Hubert Jedin (17 June 1900, in Groß Briesen, Friedewalde, Silesia – 16 July 1980, in Bonn) was a Catholic Church historian from Germany, whose publications specialized on the history of ecumenical councils in general and the Council of Trent in particular, on which he published a 2400-page history over the years 1951–1975.

Early years 
He was born in Upper Silesia as one of ten children and studied theology in Breslau, Munich and Freiburg. He was ordained in 1924. In 1927 he went to Rome where he completed a biography of Girolamo Seripando. He returned to Germany in 1930, to teach Church History at the Catholic faculty  of the University of Breslau. Because of his Jewish mother, he was defined half-Jewish by the National Socialists. They stripped him of all academic titles  and prohibited him from working in public institutions in Germany. Jedin returned to Rome and worked there for the Görres Society. From 1936 until 1939, he worked for his diocese in Breslau. He returned to Rome after narrowly escaping deportation to the Concentration Camp at Buchenwald.

**GIVEN DATA:**
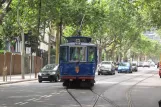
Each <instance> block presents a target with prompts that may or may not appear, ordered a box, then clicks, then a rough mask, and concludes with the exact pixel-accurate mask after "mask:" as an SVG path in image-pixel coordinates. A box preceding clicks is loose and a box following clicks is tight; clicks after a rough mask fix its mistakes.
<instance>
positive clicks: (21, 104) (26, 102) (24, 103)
mask: <svg viewBox="0 0 161 107" xmlns="http://www.w3.org/2000/svg"><path fill="white" fill-rule="evenodd" d="M27 103H28V102H24V103H21V104H20V105H25V104H27Z"/></svg>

**TASK:** Proceed with the text on Hubert Jedin, beginning after its final sentence. The material is not required for what is asked here.

**YOUR RESPONSE:**
History of the Council of Trent 
In Rome, he lived at the Campo Santo Teutonico in the Vatican and was thus under the  protection of Pope Pius XII during the German occupation. He worked on a history of the Council of Trent, which he published in the years 1951–1976.  Jedin created the most comprehensive description  of the Council in his  History of the Council of Trent (Geschichte des Konzils von Trient with about 2400 pages in four volumes: 
 The History of the Council of Trent: The Fight for a Council  
 The History of the Council of Trent: The First Sessions in Trent 1545–1547  
 The History of the Council of Trent: Sessions in Bologna 1547–1548 and Trent 1551–1552 
 The History of the Council of Trent: Third Period and Conclusion

Vatican II 
After the war he was rehabilitated in Germany and accepted a professorship at the University of Bonn in 1948.  Pope John XXIII nominated him to assist in the preparation of the Second Vatican Council in 1960. He continued to work for the council until it ended in 1965.

Publications 
His work includes over seven-hundred titles, including forty books and 250 articles in journals. Jedin issued numerous publications on the council of Trent, which, in his view, determined the relation of Catholics and Protestants for centuries. He addressed issues of controversy, trying to give interpretations of ecumenical perspectives at that time. In addition, he oversaw the publication of a seven-volume Church History (1963-1979), an Atlas of Church History (1979), and the fundamental Lexikon für Theologie und Kirche (1957-1975, Encyclopedia for Theology and the Church). As a historian, he leaned on historicism as a method. As a theologian, he was an enlightened conservative, critical of some of the implementations of Vatican Two.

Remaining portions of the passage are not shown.